* **GIVEN INSTRUCTION**: Copy the records word for word, from their beginning through the line that contains "580, 377, 613, 410", leaving out the pictures.

* **SUPPLIED DATA**:

• • • • • • •

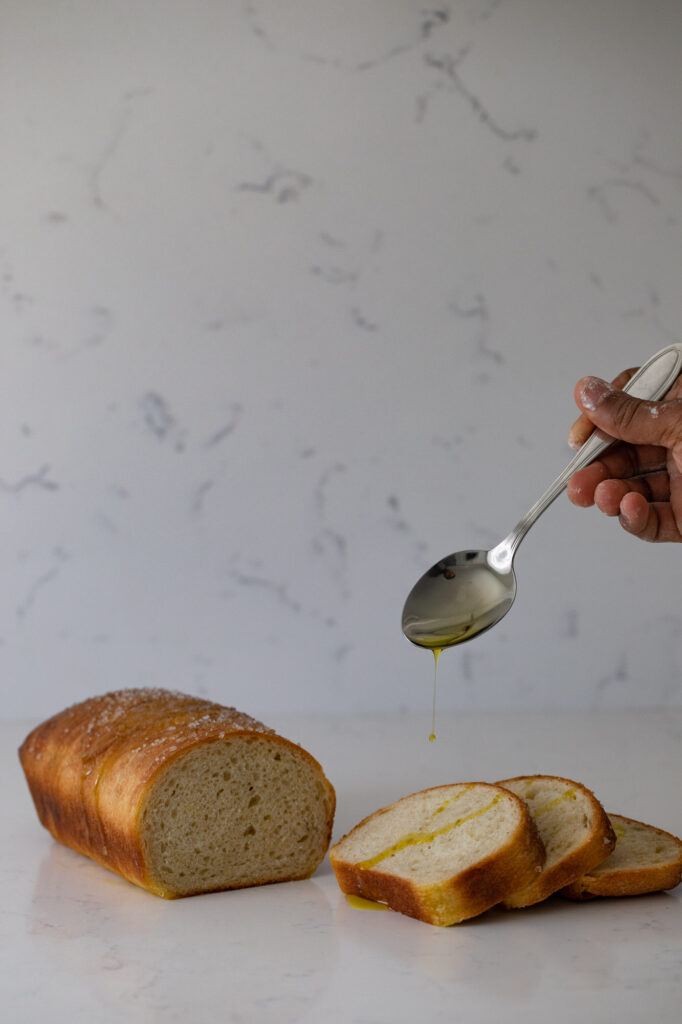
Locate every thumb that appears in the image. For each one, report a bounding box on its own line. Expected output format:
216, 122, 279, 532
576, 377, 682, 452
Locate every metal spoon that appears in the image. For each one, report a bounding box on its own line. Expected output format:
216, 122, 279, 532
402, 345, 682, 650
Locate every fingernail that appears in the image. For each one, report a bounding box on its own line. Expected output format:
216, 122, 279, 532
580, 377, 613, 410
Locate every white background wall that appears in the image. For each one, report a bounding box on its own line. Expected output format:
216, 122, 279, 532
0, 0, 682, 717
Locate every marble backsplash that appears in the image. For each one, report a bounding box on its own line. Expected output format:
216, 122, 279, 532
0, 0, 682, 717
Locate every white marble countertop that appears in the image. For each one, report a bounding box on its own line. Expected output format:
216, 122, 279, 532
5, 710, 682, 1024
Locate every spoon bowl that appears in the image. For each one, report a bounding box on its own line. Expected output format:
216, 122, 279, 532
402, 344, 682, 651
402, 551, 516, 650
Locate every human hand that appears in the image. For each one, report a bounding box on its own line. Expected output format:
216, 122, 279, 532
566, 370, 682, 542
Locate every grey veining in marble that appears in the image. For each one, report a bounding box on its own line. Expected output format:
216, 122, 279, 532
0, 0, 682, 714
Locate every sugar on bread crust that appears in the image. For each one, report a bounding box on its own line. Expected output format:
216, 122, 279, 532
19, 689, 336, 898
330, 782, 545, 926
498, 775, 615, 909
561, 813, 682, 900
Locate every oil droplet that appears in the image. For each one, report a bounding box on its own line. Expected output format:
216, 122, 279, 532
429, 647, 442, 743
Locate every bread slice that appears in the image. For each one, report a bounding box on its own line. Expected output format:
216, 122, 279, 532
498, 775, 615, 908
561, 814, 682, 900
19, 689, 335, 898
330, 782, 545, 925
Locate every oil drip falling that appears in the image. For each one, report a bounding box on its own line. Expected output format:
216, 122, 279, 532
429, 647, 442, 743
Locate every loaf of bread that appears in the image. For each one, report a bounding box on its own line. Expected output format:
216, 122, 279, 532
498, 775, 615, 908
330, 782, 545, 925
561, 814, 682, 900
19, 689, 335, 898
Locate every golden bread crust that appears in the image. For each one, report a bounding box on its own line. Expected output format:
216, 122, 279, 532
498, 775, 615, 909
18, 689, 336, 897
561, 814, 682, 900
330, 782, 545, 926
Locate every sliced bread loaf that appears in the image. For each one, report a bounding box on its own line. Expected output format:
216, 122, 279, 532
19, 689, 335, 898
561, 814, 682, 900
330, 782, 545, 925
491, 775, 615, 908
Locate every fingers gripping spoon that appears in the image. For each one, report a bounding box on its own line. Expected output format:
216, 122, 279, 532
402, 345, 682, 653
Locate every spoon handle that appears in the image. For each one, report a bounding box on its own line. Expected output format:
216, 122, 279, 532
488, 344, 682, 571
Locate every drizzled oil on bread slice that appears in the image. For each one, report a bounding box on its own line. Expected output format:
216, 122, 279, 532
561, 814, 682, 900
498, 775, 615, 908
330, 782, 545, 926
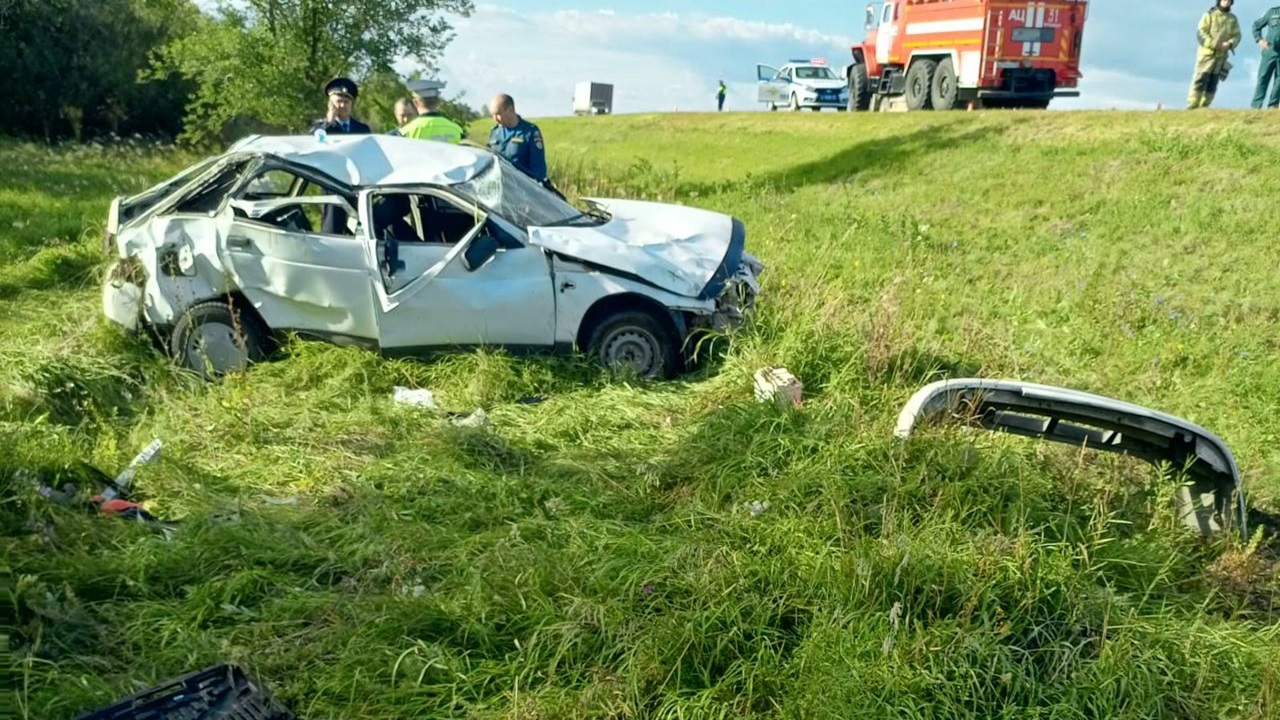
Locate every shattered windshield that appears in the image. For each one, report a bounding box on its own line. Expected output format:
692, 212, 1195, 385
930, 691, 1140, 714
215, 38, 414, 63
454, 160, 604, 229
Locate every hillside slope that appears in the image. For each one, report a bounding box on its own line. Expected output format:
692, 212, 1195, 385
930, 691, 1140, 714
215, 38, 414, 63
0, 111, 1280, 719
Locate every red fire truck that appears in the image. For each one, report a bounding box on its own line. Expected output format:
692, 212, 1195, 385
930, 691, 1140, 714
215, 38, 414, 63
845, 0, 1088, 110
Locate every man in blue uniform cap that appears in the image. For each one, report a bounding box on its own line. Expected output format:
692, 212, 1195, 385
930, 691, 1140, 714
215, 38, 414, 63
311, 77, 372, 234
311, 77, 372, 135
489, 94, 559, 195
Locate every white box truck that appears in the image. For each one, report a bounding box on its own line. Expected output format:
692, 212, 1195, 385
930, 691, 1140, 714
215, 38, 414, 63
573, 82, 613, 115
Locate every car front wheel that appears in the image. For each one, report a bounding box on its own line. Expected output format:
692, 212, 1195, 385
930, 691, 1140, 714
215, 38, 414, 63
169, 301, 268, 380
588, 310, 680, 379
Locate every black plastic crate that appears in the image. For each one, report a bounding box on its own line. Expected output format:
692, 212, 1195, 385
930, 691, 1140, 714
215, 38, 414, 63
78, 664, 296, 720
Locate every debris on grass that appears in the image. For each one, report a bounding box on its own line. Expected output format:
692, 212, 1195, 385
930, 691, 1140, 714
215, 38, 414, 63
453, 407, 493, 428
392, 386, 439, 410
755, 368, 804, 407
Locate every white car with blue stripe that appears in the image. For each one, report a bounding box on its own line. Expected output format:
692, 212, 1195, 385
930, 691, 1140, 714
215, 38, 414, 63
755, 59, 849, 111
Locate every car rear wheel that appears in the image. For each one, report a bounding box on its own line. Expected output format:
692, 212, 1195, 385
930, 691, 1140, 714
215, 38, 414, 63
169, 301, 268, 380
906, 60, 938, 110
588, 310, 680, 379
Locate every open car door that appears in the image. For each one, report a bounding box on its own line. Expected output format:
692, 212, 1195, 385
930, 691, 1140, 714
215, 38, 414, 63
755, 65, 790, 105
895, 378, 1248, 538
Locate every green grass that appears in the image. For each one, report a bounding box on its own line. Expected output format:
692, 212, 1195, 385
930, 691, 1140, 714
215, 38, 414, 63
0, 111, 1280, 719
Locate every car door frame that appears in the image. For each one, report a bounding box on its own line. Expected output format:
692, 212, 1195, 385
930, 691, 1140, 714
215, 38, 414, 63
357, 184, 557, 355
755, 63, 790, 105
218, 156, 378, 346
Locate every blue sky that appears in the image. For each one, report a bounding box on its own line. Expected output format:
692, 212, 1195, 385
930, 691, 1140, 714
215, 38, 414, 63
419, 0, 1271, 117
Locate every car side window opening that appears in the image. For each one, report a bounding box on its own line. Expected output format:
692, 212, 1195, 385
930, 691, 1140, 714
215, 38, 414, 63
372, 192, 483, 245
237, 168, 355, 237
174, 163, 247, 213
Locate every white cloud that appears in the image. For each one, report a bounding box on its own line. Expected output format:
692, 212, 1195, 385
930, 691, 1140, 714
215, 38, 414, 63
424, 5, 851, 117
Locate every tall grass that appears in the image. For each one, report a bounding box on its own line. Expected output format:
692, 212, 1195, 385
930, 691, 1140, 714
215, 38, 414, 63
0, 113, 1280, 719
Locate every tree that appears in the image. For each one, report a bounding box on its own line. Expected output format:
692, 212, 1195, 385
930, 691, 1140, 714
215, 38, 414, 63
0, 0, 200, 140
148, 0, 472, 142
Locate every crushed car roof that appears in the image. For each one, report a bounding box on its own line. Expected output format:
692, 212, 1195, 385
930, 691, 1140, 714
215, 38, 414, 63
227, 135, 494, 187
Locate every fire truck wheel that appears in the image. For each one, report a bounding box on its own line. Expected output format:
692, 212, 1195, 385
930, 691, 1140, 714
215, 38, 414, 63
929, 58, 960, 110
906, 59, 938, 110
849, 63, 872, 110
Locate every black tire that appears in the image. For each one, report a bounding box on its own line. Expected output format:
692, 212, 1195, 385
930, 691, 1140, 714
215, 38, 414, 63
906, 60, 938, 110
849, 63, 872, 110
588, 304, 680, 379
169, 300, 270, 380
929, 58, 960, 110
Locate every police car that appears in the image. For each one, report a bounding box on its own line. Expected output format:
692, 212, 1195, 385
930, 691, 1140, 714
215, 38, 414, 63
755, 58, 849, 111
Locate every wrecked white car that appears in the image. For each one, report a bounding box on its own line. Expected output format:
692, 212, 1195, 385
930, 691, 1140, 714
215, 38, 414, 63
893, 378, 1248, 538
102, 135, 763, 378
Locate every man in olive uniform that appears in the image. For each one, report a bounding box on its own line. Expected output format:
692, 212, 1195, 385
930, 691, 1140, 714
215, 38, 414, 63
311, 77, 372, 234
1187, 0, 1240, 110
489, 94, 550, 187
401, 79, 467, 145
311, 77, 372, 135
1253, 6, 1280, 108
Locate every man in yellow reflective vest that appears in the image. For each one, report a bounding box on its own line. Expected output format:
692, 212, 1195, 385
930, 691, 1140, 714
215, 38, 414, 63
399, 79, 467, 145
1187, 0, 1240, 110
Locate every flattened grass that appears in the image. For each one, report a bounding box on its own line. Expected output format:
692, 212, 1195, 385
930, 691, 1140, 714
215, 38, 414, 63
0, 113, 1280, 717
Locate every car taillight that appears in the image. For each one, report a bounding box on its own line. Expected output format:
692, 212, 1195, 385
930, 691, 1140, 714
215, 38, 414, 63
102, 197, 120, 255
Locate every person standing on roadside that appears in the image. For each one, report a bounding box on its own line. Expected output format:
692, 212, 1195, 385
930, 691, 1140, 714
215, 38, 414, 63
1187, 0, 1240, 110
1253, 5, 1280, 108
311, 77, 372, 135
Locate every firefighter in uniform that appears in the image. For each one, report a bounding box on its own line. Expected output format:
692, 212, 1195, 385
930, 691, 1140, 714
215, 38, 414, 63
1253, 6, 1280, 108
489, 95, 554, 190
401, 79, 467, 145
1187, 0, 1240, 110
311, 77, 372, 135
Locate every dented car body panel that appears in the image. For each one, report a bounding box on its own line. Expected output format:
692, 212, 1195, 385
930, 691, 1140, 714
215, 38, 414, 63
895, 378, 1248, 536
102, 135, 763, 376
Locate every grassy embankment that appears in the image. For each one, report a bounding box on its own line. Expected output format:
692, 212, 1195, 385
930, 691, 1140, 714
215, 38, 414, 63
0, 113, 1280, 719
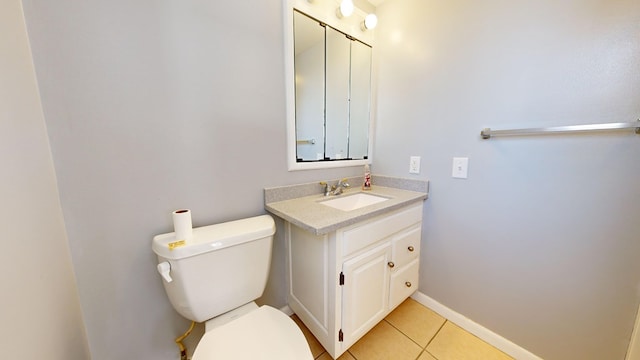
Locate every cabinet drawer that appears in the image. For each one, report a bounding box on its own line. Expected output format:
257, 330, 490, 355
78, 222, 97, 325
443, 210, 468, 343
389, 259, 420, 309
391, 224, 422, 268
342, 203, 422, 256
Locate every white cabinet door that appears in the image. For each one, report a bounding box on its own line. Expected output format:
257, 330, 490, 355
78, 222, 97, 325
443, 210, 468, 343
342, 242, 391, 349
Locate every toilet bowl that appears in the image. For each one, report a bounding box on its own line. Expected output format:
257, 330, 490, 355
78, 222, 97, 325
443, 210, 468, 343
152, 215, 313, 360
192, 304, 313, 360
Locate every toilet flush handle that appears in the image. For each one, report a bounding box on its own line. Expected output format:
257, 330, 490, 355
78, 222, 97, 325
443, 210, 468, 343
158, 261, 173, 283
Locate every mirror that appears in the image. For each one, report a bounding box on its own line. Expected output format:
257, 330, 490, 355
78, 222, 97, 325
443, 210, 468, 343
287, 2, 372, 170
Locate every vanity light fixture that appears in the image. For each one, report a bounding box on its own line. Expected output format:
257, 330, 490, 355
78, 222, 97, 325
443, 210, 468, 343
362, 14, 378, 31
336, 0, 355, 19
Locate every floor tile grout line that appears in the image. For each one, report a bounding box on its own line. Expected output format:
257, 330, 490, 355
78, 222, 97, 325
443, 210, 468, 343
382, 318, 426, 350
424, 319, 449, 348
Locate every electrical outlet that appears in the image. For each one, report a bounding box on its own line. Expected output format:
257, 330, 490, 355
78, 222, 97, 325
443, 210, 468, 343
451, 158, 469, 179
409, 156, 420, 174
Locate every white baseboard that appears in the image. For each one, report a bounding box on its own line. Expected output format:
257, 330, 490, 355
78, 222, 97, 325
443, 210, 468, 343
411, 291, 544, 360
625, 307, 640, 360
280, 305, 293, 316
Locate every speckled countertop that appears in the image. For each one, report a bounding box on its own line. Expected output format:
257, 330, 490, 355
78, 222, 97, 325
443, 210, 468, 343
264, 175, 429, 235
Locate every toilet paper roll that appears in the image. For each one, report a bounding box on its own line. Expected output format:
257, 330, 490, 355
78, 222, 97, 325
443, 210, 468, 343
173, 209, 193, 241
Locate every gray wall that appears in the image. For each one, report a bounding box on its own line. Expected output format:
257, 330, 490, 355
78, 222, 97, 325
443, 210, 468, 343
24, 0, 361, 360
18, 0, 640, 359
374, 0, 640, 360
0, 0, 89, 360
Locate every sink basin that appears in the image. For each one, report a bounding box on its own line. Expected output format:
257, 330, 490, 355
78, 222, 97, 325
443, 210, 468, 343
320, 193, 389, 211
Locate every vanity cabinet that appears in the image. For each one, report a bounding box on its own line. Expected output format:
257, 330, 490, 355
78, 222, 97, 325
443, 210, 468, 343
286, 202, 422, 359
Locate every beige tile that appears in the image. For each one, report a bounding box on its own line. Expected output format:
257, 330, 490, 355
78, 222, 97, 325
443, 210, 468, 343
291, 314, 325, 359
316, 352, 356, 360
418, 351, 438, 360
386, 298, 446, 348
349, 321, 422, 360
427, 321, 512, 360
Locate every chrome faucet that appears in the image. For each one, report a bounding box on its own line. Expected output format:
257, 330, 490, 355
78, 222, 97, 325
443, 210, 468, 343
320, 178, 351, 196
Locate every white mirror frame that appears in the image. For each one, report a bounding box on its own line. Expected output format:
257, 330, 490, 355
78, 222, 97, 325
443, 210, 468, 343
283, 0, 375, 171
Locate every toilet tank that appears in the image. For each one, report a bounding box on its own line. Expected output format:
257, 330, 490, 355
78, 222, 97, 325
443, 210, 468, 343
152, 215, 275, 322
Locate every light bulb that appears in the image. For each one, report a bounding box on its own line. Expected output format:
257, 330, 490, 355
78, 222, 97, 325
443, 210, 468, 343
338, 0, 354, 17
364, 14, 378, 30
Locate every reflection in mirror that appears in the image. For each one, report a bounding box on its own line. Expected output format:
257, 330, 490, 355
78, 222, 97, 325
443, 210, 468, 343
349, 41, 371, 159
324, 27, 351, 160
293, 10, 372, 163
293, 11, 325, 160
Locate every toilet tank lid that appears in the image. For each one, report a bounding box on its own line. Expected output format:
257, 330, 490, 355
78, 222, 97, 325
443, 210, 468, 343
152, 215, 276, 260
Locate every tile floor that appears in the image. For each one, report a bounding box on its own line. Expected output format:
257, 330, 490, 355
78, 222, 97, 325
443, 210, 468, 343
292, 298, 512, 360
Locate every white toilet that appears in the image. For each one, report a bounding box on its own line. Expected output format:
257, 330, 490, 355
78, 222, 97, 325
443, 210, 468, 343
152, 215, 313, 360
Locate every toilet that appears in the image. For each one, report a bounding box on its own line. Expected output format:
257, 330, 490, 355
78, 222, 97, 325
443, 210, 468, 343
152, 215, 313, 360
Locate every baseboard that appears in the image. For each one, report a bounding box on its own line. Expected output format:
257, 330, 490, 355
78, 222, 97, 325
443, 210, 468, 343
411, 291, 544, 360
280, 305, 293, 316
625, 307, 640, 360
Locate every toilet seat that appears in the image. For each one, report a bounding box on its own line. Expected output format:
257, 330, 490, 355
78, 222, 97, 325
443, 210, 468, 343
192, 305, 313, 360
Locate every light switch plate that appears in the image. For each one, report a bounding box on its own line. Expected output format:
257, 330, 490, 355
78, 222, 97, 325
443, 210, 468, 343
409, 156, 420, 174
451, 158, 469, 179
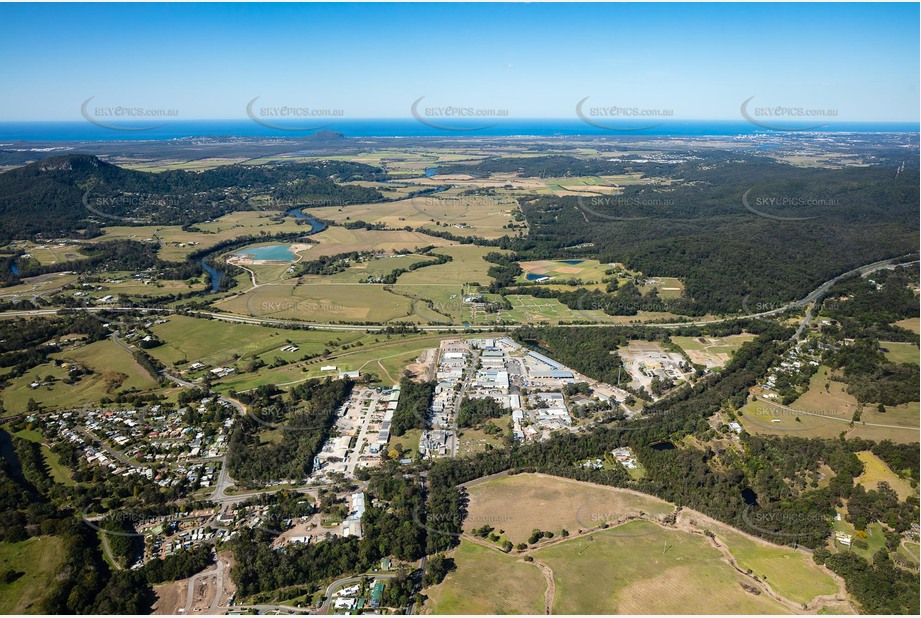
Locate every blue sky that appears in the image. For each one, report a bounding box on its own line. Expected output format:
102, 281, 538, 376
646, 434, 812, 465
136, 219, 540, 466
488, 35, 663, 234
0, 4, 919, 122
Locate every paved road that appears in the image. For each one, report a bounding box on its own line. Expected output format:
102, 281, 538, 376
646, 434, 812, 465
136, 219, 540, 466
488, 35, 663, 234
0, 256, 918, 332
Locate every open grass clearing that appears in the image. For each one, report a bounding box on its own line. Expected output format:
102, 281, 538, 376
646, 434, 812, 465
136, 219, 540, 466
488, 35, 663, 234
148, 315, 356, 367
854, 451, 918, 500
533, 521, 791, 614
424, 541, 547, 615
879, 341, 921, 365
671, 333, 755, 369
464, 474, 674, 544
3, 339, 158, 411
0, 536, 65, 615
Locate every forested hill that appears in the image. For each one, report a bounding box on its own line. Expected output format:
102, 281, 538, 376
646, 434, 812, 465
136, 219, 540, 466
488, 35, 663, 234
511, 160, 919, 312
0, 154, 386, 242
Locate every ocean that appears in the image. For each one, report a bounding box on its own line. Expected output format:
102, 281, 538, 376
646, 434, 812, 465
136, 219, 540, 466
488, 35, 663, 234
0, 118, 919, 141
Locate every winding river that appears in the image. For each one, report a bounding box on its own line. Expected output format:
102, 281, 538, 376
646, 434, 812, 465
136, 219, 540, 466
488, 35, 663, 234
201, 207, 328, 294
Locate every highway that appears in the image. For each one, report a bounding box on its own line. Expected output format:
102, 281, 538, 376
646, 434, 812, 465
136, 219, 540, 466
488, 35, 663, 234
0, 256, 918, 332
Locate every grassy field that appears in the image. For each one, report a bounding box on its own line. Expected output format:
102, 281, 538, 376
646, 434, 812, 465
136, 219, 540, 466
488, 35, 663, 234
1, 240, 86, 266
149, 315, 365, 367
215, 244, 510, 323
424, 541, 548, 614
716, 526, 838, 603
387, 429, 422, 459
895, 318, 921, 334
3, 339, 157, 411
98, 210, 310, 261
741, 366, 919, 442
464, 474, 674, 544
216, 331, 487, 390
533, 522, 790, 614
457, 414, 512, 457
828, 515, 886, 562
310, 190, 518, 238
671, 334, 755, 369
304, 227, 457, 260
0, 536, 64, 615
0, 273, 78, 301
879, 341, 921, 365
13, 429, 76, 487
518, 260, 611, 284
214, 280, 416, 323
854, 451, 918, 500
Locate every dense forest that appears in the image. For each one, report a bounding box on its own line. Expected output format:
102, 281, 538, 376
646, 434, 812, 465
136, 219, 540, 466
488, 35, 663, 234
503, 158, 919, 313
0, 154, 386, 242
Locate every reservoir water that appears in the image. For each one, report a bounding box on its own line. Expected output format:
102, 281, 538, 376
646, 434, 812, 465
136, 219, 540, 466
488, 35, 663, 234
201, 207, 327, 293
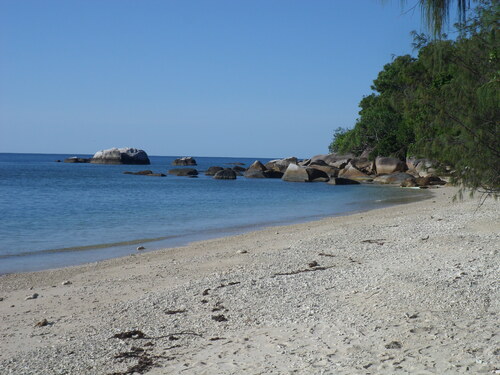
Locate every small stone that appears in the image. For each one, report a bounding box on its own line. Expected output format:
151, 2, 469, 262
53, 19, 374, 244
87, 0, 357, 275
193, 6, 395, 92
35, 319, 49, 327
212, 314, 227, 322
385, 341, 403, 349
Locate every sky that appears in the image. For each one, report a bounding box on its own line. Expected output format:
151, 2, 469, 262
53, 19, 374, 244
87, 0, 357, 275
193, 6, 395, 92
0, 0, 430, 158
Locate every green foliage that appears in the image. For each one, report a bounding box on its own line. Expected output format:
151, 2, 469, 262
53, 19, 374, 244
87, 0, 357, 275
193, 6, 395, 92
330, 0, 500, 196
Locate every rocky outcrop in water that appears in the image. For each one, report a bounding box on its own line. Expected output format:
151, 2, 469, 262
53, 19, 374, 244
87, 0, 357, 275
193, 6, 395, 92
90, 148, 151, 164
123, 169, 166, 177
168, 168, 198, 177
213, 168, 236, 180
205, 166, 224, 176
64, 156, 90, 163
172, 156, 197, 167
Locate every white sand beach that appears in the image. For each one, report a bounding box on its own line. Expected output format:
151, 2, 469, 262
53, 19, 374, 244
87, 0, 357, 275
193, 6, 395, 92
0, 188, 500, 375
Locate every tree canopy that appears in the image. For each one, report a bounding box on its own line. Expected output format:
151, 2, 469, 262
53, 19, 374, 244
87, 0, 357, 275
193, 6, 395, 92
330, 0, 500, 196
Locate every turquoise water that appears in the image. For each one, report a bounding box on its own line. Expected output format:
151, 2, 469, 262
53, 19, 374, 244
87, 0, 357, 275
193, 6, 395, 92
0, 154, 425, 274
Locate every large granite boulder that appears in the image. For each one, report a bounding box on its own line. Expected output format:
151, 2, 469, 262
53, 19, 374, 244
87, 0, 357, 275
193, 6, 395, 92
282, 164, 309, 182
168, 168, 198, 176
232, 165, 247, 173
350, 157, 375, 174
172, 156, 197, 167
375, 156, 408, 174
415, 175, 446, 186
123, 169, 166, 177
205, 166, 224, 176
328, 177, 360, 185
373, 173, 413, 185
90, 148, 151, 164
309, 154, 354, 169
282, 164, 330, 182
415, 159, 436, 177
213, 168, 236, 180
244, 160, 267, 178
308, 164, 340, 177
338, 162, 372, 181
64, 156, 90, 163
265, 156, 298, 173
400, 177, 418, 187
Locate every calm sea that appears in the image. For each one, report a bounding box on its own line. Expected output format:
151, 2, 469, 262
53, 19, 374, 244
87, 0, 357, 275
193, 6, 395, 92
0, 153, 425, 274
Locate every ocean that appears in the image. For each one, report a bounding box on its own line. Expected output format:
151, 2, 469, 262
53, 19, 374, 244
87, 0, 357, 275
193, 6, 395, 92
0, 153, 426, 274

• • • • • • •

* **OUTPUT**:
Locate every thumb that appears in the image. For each one, report a bounding box on its own line. Expected output format:
216, 122, 279, 532
576, 377, 682, 452
Locate every metal spoon that appears in the image. For each one, report a bounding box on its own line. Expected output format:
216, 122, 279, 532
402, 345, 682, 650
Locate every fingernail that appears in the image. For each one, report a bounding box on its own line. Expected output format:
216, 122, 279, 532
580, 377, 613, 410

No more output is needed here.